**Exercise objective:** Print out every line, exactly as written.
— START —
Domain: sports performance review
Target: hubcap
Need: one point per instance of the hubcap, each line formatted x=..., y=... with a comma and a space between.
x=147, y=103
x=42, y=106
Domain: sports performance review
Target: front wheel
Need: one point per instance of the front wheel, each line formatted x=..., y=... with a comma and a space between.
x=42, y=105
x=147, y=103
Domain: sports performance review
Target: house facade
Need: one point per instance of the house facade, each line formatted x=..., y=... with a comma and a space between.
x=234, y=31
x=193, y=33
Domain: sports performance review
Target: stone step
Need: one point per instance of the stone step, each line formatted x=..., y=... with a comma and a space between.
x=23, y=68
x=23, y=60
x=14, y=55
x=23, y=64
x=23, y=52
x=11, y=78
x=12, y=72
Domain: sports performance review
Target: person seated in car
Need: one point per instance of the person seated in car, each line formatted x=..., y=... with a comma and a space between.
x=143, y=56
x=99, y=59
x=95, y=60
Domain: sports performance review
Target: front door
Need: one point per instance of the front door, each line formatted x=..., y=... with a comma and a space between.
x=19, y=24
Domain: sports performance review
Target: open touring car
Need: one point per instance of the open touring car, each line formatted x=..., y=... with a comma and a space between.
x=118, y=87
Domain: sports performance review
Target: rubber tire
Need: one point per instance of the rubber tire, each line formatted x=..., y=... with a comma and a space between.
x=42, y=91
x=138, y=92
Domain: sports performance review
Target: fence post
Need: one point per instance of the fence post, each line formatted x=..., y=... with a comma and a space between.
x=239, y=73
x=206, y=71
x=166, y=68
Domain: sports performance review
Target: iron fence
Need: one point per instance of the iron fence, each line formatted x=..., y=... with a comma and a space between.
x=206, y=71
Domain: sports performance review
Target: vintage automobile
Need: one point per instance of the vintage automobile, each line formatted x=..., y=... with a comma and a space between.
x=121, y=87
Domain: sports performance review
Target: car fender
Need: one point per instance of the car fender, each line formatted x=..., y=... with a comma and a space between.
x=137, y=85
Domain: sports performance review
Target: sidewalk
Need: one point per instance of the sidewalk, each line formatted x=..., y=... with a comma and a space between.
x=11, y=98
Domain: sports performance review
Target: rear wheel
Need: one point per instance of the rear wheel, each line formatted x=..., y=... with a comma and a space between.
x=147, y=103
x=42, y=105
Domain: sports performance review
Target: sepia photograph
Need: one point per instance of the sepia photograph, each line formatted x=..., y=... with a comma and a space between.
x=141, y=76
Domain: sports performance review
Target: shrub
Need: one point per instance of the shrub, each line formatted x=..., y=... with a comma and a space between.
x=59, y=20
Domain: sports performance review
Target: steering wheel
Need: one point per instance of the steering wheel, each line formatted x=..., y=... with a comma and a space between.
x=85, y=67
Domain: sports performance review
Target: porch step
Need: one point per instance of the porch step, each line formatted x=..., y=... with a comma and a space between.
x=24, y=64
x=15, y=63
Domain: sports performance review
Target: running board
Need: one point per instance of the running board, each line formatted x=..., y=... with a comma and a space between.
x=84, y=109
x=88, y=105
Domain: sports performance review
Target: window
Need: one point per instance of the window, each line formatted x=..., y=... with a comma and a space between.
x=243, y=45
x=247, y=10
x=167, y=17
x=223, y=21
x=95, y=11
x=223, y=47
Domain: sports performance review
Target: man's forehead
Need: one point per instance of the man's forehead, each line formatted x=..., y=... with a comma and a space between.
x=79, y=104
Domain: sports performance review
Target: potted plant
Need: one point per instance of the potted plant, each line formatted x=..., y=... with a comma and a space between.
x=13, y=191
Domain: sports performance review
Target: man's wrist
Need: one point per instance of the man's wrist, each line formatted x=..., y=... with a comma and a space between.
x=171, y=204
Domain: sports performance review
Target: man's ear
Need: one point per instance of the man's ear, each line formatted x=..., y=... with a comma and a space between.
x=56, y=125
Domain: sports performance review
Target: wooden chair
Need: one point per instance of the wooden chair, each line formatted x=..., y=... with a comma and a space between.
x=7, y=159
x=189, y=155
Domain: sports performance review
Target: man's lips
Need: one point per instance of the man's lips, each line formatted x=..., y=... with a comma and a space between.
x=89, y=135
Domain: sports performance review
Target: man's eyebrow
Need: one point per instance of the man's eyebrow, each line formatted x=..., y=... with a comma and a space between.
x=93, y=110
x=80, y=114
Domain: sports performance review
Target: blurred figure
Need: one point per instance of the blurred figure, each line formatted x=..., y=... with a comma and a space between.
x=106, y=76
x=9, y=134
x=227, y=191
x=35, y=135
— END —
**Solution for this problem:**
Domain: sports performance review
Target: hubcap
Need: one point per instance of the hubcap, each line formatted x=..., y=... with a comma and a space between.
x=147, y=103
x=42, y=106
Domain: sports performance review
Target: front wheel
Need: one point per instance of the front wheel, each line formatted x=..., y=... with a comma and a space between.
x=42, y=105
x=147, y=103
Domain: sports performance review
Target: house facade
Need: one point per instance of the house facade, each line formatted x=..., y=... with a comma and a space between.
x=234, y=31
x=193, y=33
Domain: sports performance review
Target: stone step
Need: one point per instance of the stone step, each line formatted x=..., y=... with a comma and a space between.
x=23, y=68
x=23, y=60
x=14, y=55
x=23, y=64
x=23, y=52
x=11, y=78
x=12, y=72
Domain: sports performance review
Target: person seated in car
Need: one point per instance of the person seated in car, each line formatted x=..., y=... with a comma and a space between.
x=143, y=56
x=99, y=59
x=95, y=60
Domain: sports performance review
Target: front door
Need: one point per instance of the front door, each line formatted x=..., y=... with a comma and a space between.
x=19, y=24
Domain: sports performance review
Target: open touring car
Need: one point per instance of the open touring car, each line formatted x=..., y=... with a comma and a space between.
x=118, y=87
Domain: sports performance review
Target: rubber tire
Need: one point per instance of the rubber tire, each line formatted x=..., y=... with a comma and a space between.
x=42, y=91
x=138, y=92
Domain: sports performance review
Target: fence post
Need: one point per instance of the fence post, each line formatted x=..., y=... with a comma and a space between.
x=239, y=73
x=206, y=71
x=166, y=68
Domain: sports performance review
Target: iron fence
Need: one point per instance of the iron fence, each line formatted x=..., y=... with a comma and a space between.
x=206, y=71
Domain: sports performance review
Target: vintage automobile
Need: one point per instance of the vintage automobile, each line formatted x=..., y=... with a comma and a space between.
x=121, y=87
Domain: sports performance review
Target: car fender
Need: one point per instance of the car fender, each line formatted x=..., y=... with a comma and a space between.
x=137, y=85
Domain: sports performance review
Target: sidewalk
Need: one point per instance of the sidewalk, each line formatted x=..., y=... with a comma and a space between.
x=11, y=98
Domain: sports performance review
Target: rear wheel
Need: one point per instance of the rear wheel, each line formatted x=..., y=... with a comma and a space between.
x=147, y=103
x=42, y=105
Domain: sports performance review
Target: sepia photograph
Need: one point per instance of the sepia photograph, each line formatted x=..., y=... with a comma and a space between.
x=141, y=76
Domain: sports performance review
Target: shrub
Need: one point per instance of the shrub, each line formatted x=..., y=... with a comma and a space between.
x=59, y=20
Domain: sports performance review
Target: steering wheel
Need: one point per instance of the steering wheel, each line formatted x=..., y=... with a comma and a space between.
x=85, y=67
Domain: sports performance review
Target: porch step
Need: one point per instance of the porch step, each line formatted x=..., y=... with a comma and a space between.
x=24, y=64
x=15, y=63
Domain: sports performance review
Target: running board
Need: one point per instance of the running board, each line formatted x=..., y=... with a comma and a space between.
x=84, y=109
x=88, y=105
Domain: sports performance review
Target: window
Need: one point per instance of the window, each line formatted x=..., y=... with a comma and a space between.
x=243, y=45
x=247, y=10
x=167, y=17
x=223, y=21
x=95, y=11
x=223, y=47
Domain: sports performance review
Target: man's forehead
Need: one point per instance of the man's forehead, each line formatted x=..., y=... with a comma and a space between.
x=79, y=104
Domain: sports performance review
Target: potted plant
Need: one point per instance of the potted plant, each line formatted x=..., y=... with a comma and a space between.
x=13, y=191
Domain: sports performance review
Target: man's wrist
Need: one point per instance of the man's wrist, each line formatted x=..., y=... with a comma and a space between.
x=171, y=204
Domain: sports performance review
Target: man's ear
Need: one point per instance of the man's ear, each line formatted x=..., y=... with a comma and a space between.
x=56, y=125
Domain: sports performance review
Target: wooden chair
Need: one point per instance of the wooden chair, each line formatted x=..., y=... with a comma and a space between.
x=7, y=159
x=189, y=155
Domain: sports performance review
Target: man's lips
Need: one point per instance of the man's lips, each line formatted x=..., y=... with a comma and a space between.
x=89, y=135
Domain: sports performance review
Target: man's eyebrow
Need: one point per instance of the man's eyebrow, each line formatted x=..., y=... with a comma and a space between.
x=93, y=110
x=80, y=114
Domain: sports performance review
Target: blurred figure
Need: one point per instance of the blurred figure, each line formatted x=..., y=... with a comma and a space between.
x=106, y=76
x=9, y=134
x=227, y=191
x=35, y=135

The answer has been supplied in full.